• _Data shown_:
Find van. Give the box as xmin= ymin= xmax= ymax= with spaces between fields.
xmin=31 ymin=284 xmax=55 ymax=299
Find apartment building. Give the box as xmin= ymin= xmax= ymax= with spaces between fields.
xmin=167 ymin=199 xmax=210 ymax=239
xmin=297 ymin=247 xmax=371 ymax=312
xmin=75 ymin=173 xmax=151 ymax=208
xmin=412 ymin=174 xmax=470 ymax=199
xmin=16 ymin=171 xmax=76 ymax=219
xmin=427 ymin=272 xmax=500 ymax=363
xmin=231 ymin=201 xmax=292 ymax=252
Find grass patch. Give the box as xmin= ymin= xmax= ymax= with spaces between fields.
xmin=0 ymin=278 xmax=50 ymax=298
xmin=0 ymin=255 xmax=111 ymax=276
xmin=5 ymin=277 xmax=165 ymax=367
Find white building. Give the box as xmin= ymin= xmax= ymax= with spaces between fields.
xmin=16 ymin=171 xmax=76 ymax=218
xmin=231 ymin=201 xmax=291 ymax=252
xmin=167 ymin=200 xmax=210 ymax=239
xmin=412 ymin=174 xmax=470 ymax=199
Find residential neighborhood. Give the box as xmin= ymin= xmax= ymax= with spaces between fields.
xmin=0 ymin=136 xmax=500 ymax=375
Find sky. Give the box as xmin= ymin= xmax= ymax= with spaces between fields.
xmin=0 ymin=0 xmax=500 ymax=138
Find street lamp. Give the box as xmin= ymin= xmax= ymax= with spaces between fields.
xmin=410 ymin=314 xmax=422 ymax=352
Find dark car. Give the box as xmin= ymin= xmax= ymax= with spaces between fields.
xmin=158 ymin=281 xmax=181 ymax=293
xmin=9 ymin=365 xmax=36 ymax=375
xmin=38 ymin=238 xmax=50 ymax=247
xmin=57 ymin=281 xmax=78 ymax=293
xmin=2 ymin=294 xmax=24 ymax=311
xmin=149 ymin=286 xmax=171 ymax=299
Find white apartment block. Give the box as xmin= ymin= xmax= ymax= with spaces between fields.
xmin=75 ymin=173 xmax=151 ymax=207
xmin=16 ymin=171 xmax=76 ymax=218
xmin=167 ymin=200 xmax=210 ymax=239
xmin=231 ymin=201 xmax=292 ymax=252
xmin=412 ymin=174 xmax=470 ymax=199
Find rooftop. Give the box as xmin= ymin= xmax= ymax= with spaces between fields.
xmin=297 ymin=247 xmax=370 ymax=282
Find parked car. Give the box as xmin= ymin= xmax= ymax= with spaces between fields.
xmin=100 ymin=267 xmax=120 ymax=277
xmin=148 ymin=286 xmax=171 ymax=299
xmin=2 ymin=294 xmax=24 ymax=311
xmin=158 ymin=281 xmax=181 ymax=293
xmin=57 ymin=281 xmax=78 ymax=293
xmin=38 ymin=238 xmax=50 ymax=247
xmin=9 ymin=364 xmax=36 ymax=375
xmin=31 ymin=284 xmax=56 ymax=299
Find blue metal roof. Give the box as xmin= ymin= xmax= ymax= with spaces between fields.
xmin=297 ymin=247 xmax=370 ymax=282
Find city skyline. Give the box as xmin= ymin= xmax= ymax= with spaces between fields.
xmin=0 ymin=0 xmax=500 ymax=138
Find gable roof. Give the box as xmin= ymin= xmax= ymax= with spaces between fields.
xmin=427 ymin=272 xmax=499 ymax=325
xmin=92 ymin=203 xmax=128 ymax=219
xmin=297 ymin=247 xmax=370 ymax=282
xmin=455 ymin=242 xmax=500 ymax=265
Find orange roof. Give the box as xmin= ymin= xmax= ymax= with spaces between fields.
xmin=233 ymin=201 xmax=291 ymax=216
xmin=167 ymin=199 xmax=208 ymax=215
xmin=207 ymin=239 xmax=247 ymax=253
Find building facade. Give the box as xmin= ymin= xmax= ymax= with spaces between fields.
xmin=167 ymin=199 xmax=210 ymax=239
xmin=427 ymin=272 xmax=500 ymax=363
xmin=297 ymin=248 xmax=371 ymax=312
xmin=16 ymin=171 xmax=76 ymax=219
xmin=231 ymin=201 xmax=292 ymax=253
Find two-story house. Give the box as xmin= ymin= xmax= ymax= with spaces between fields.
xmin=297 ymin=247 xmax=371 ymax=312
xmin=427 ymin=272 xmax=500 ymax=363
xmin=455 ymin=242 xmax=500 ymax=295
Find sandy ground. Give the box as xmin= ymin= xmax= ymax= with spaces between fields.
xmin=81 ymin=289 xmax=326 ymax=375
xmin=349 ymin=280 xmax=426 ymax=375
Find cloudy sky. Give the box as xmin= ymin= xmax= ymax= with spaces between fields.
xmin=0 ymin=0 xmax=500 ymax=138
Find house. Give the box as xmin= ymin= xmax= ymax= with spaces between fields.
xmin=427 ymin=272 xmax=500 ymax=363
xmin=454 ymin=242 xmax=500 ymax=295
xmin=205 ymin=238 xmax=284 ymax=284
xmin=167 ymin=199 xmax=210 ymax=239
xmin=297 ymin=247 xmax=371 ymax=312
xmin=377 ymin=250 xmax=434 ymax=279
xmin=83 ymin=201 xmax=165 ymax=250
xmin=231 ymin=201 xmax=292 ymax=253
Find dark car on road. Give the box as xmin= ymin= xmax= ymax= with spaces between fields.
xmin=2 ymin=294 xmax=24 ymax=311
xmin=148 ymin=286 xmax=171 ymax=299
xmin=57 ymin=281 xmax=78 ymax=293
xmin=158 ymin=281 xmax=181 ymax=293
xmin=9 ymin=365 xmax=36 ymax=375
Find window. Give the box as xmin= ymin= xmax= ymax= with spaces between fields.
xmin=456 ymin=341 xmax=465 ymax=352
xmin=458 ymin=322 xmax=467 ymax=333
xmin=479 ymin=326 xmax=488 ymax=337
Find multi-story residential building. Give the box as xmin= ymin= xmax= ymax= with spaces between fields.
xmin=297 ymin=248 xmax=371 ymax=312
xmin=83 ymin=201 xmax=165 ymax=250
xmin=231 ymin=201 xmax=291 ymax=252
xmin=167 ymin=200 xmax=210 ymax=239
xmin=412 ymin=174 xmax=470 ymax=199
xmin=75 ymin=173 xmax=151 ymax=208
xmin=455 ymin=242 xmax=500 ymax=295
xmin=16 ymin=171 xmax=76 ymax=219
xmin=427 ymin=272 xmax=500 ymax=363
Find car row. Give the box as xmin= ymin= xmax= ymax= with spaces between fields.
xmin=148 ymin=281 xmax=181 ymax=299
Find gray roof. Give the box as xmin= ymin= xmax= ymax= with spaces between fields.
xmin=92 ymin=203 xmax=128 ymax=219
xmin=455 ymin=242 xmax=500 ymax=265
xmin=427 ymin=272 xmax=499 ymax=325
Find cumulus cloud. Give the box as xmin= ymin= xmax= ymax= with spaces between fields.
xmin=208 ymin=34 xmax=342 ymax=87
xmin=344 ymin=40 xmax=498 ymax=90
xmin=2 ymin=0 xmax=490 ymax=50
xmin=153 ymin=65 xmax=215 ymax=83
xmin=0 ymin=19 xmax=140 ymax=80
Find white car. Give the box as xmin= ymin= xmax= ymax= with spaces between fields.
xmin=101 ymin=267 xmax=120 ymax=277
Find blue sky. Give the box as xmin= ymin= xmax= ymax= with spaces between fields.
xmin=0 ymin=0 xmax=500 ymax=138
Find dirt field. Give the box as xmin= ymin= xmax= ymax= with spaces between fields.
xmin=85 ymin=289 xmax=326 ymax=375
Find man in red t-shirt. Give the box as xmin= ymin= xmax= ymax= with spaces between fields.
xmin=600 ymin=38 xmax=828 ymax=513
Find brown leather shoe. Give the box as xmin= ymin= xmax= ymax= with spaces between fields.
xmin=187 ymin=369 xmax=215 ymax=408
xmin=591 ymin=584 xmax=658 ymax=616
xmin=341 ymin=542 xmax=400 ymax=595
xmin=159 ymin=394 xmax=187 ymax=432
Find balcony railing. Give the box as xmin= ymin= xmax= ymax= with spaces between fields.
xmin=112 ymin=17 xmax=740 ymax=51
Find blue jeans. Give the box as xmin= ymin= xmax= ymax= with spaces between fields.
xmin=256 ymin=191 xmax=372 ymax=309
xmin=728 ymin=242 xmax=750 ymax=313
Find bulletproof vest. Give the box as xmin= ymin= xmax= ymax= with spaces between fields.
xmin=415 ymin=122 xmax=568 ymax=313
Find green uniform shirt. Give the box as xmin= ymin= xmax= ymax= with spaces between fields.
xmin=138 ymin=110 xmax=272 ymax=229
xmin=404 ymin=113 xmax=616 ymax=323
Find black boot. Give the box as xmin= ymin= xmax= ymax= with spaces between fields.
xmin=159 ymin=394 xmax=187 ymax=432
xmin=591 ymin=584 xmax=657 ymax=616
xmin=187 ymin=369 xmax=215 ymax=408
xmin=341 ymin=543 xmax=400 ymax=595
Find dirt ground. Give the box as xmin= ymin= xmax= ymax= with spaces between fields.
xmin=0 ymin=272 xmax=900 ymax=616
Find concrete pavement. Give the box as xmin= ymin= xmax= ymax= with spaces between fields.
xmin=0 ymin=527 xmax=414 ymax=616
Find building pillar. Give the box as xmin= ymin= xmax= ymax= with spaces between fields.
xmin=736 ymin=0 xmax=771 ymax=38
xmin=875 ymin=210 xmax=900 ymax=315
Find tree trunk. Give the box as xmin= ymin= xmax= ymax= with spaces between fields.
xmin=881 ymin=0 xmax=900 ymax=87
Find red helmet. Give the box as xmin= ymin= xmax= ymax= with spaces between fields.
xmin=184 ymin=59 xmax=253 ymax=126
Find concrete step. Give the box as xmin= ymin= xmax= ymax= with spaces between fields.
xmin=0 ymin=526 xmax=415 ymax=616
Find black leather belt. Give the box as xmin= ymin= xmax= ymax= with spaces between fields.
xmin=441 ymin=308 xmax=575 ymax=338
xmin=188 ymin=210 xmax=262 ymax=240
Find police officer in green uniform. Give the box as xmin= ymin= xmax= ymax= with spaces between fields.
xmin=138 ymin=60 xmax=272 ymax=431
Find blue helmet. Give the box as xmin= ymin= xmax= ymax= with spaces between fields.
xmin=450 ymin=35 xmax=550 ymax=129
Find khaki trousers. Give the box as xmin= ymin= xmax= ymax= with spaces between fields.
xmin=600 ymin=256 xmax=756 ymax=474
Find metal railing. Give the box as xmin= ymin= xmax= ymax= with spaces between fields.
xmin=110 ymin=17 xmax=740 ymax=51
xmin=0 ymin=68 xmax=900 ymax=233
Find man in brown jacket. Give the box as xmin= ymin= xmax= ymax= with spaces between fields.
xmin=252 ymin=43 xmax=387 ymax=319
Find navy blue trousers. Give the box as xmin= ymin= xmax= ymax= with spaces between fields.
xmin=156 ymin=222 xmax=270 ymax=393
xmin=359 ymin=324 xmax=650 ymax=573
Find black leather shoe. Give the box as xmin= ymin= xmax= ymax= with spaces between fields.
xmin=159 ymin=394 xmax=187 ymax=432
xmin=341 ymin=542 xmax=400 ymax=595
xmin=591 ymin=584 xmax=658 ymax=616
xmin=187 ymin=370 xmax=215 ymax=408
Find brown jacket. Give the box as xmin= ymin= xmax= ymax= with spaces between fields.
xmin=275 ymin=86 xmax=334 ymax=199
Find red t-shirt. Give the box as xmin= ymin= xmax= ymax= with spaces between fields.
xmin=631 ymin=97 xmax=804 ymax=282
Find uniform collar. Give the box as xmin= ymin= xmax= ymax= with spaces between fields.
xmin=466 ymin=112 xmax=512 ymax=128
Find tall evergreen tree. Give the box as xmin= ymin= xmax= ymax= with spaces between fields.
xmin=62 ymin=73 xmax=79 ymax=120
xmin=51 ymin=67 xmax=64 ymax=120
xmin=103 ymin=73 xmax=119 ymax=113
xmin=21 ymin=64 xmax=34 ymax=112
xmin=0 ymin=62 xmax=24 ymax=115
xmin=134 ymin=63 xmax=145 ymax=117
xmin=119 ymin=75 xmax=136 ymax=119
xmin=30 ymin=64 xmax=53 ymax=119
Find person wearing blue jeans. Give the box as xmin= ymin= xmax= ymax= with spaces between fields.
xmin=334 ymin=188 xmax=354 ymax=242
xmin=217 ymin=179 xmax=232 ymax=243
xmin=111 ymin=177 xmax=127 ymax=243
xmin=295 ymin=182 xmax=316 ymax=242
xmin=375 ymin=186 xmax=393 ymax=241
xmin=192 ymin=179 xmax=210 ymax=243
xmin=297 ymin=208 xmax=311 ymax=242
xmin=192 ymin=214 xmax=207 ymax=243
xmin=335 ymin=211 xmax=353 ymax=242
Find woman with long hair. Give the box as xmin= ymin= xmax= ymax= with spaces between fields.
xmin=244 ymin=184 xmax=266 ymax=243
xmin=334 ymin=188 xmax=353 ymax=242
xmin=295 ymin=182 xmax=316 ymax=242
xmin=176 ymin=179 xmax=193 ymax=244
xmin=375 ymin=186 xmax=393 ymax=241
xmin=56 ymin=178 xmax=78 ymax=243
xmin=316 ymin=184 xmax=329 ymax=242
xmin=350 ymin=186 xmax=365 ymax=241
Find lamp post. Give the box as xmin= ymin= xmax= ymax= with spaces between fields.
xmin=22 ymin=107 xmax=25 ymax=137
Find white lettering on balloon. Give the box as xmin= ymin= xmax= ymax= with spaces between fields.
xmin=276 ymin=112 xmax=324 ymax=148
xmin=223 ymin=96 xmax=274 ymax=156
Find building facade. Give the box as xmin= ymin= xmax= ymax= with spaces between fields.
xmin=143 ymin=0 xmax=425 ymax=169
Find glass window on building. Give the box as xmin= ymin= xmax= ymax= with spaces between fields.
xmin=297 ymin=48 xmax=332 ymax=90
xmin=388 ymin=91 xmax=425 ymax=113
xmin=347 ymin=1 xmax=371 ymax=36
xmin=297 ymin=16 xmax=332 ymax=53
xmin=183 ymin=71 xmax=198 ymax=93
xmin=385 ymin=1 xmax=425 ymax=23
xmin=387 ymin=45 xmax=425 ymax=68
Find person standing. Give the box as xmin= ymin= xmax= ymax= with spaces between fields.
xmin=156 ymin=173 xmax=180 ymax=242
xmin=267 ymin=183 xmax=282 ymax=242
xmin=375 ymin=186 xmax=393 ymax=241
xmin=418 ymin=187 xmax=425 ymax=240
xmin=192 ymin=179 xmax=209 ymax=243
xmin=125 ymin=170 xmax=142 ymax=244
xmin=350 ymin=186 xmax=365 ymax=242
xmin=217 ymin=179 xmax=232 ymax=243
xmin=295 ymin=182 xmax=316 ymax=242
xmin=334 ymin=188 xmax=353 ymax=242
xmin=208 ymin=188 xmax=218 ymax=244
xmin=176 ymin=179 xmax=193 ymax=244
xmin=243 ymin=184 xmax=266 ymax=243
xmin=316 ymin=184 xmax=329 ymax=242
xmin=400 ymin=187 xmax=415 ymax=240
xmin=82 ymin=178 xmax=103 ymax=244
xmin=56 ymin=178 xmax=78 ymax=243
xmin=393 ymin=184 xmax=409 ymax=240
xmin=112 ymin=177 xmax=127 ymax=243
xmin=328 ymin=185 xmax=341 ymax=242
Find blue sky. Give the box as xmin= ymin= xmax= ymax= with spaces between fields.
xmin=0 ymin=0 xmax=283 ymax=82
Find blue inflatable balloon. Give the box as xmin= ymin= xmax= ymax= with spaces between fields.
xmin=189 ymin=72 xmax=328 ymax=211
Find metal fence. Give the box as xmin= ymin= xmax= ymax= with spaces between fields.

• _What the task asks_: Copy everything above from the line containing "Find tall evergreen" down to the line containing "xmin=30 ymin=64 xmax=53 ymax=119", keeping the item's wording and shifting every box coordinate in the answers up by 12.

• _The completed task_:
Find tall evergreen tree. Give the box as xmin= ymin= xmax= ymax= with spaces between fields.
xmin=74 ymin=85 xmax=91 ymax=132
xmin=63 ymin=79 xmax=76 ymax=132
xmin=115 ymin=85 xmax=131 ymax=125
xmin=33 ymin=76 xmax=46 ymax=124
xmin=12 ymin=74 xmax=36 ymax=127
xmin=146 ymin=75 xmax=157 ymax=129
xmin=131 ymin=87 xmax=148 ymax=131
xmin=42 ymin=76 xmax=65 ymax=131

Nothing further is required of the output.